§ RECORDS FOR THE EXERCISE:

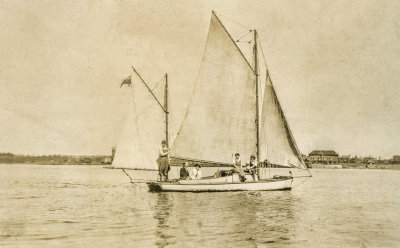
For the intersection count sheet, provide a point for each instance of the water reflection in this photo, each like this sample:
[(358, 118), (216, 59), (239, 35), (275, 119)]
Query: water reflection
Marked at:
[(162, 213), (246, 218)]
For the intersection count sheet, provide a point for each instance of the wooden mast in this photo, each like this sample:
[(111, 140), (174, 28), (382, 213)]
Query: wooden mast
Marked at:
[(257, 97), (166, 108)]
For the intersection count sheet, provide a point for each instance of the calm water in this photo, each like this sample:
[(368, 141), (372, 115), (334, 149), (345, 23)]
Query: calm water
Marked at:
[(78, 206)]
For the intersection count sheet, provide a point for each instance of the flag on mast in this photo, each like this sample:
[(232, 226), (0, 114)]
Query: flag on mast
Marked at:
[(127, 81)]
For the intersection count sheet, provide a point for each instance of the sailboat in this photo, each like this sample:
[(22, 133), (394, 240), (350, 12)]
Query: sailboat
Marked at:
[(233, 108)]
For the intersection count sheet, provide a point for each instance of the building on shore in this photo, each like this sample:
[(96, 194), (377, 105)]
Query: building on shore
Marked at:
[(396, 159), (323, 157)]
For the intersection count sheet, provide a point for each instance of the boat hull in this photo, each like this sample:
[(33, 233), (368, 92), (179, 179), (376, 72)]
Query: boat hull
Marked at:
[(265, 185)]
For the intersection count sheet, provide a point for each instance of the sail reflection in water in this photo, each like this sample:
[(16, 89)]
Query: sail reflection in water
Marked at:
[(209, 219)]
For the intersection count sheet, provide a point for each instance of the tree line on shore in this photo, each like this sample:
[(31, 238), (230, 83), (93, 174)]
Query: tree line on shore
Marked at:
[(10, 158)]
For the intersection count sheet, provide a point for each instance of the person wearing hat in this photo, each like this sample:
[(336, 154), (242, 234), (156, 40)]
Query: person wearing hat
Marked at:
[(196, 172), (184, 173), (163, 161), (251, 167), (237, 164)]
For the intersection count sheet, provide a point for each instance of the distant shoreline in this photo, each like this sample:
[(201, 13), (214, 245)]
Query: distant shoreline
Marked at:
[(379, 166), (9, 158)]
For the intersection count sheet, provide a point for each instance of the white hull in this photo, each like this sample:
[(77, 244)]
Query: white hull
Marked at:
[(221, 184)]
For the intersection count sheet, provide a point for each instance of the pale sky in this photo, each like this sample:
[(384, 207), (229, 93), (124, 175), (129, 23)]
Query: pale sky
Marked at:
[(335, 67)]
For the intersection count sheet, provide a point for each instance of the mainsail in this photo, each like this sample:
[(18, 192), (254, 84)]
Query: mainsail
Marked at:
[(277, 144), (220, 119), (143, 132)]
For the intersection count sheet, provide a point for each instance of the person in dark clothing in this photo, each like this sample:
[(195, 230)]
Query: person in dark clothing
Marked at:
[(184, 173)]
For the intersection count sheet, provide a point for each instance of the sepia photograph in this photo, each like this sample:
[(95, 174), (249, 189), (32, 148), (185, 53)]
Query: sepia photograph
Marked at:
[(187, 123)]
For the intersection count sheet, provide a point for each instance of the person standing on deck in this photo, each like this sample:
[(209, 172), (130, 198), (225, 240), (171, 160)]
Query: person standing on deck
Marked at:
[(184, 173), (196, 172), (251, 167), (163, 161), (237, 164)]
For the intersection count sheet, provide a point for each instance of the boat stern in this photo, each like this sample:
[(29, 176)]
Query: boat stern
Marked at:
[(155, 187)]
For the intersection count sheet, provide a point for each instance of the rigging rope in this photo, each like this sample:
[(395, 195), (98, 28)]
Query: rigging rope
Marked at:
[(158, 83), (238, 40), (232, 20)]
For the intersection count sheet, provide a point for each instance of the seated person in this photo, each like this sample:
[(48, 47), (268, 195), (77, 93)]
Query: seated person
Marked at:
[(251, 167), (184, 173), (196, 172)]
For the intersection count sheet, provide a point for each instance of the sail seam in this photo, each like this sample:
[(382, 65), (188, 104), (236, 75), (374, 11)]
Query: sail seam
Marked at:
[(240, 51)]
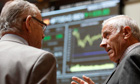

§ GOAL OF THE EXERCISE: Express every line of the records above as a JSON list of strings, with one string per line and no entries for blank lines. Leave the pictures out.

§ EXERCISE SOLUTION:
[
  "For the intersection count sheet, provide a point for each instance of the water reflection in this photo, each like this sample:",
  "[(358, 118), (216, 59), (239, 35), (275, 119)]",
  "Query: water reflection",
  "Marked at:",
  "[(162, 213), (246, 218)]",
  "For the intersection count sheet, provide a point for each instance of the wooden mast in this photo, each like this sample:",
  "[(111, 140), (174, 28), (382, 213)]",
  "Query: wooden mast",
  "Marked at:",
  "[(257, 97), (166, 108)]",
  "For the intersection count sheet, provide a point for each instance of the calm water in this photo, each like this sample:",
  "[(368, 141), (372, 115), (334, 149), (345, 23)]",
  "Query: calm water",
  "Marked at:",
  "[(78, 206)]",
  "For the intersection count sheet, provide a point for each instance of the flag on mast in this photo, each like this sample:",
  "[(232, 226), (0, 114)]",
  "Query: flag on mast",
  "Marked at:",
  "[(127, 81)]",
  "For the intersection count sheet, provide a point for each instance of the sailboat in this photo, each like this sample:",
  "[(22, 133), (394, 240), (350, 12)]",
  "Query: sailboat",
  "Marked at:",
  "[(233, 108)]",
  "For the intersection count sheet, provide a point for each instance of the building on shore in this photo, each like this sample:",
  "[(96, 194), (377, 105)]",
  "Query: building on shore",
  "Marked at:",
  "[(396, 159), (323, 157)]",
  "For the intersection count sheet, provide a point for each instance of the boat hull in this photo, each like this sample:",
  "[(33, 233), (368, 92), (179, 179), (376, 72)]",
  "Query: boat hull",
  "Marked at:",
  "[(265, 185)]",
  "For the intersection count sheet, provide a point for each instance of the sail reflection in water in this photo, each like this sample:",
  "[(16, 89)]",
  "Query: sail reflection in water",
  "Marked at:",
  "[(209, 219)]",
  "For the intersection count sheet, provide a point for each instance of the tree line on shore in this photo, each like this sample:",
  "[(31, 238), (230, 83), (93, 174)]",
  "Query: tree line on shore",
  "Marked at:",
  "[(10, 158)]",
  "For the intersection count sheet, provide a point for each instance of the person wearing hat in this photo, each like this sample:",
  "[(336, 154), (242, 234), (156, 40)]",
  "Query: person wearing hat",
  "Marked at:",
  "[(196, 172), (184, 173), (163, 161), (251, 167), (237, 164)]",
  "For the intersection count sheet, provide a point for each instance of the distant shoreline in this photo, each like this sample:",
  "[(201, 13), (214, 245)]",
  "Query: distant shoreline",
  "Marked at:",
  "[(379, 166), (9, 158)]",
  "For the intersection count sheet, provide a point for each instance of the white hull in this photo, each like this sample:",
  "[(77, 244)]",
  "Query: white hull",
  "Marked at:",
  "[(221, 184)]",
  "For the intersection count sheet, provide a point for each instance of the pale sky in this photo, each like this sample:",
  "[(384, 207), (229, 93), (124, 175), (129, 23)]",
  "Query: pale sky",
  "Marked at:",
  "[(335, 67)]",
  "For the intersection count sheet, provide a point for each instance of the mainsail in this photo, each like this sample:",
  "[(18, 192), (254, 84)]",
  "Query: mainsail",
  "Marked at:",
  "[(277, 144), (220, 119), (143, 132)]",
  "For the intersection count sheet, provide a point for each instance of the person in dark clothing in this photo, each like this sample:",
  "[(195, 230)]",
  "Query: person in dark clothing",
  "Marked at:",
  "[(184, 173)]",
  "For the intersection count sheet, provide a point for each instance of the sepia photograph in this photo, each like this sample:",
  "[(95, 174), (249, 189), (32, 148), (185, 53)]",
  "Query: sepia photograph",
  "Marked at:",
  "[(187, 123)]",
  "For the intersection count sheet, provide a point for each instance of the person standing on deck in this photo, each like this sample:",
  "[(209, 172), (130, 198), (225, 240), (171, 160)]",
  "Query: person standing on deck",
  "Marked at:",
  "[(184, 173), (196, 172), (251, 167), (163, 161), (237, 164)]",
  "For the intersection count sheet, provide a point for each instance of the boat stern in this photo, each like this sample:",
  "[(29, 176)]",
  "Query: boat stern",
  "Marked at:",
  "[(155, 187)]",
  "For the intersection count sheet, provide a point for each instance of the rigging rope in this photo, each like this sample:",
  "[(395, 195), (98, 28)]",
  "Query: rigging rope",
  "Marked at:",
  "[(158, 83), (238, 40), (232, 20)]",
  "For the intersection count sheet, provide a point for each instance of the seated person in this photo, each like this sample:",
  "[(48, 47), (268, 195), (77, 93)]",
  "Query: seated person",
  "Marked at:",
  "[(251, 167), (184, 173), (196, 172)]",
  "For the intersection count sheet, provide a point for each instance of the sail seam in this photo, each like this sample:",
  "[(382, 65), (188, 104), (236, 75), (374, 11)]",
  "Query: sail seam",
  "Marked at:",
  "[(240, 51)]"
]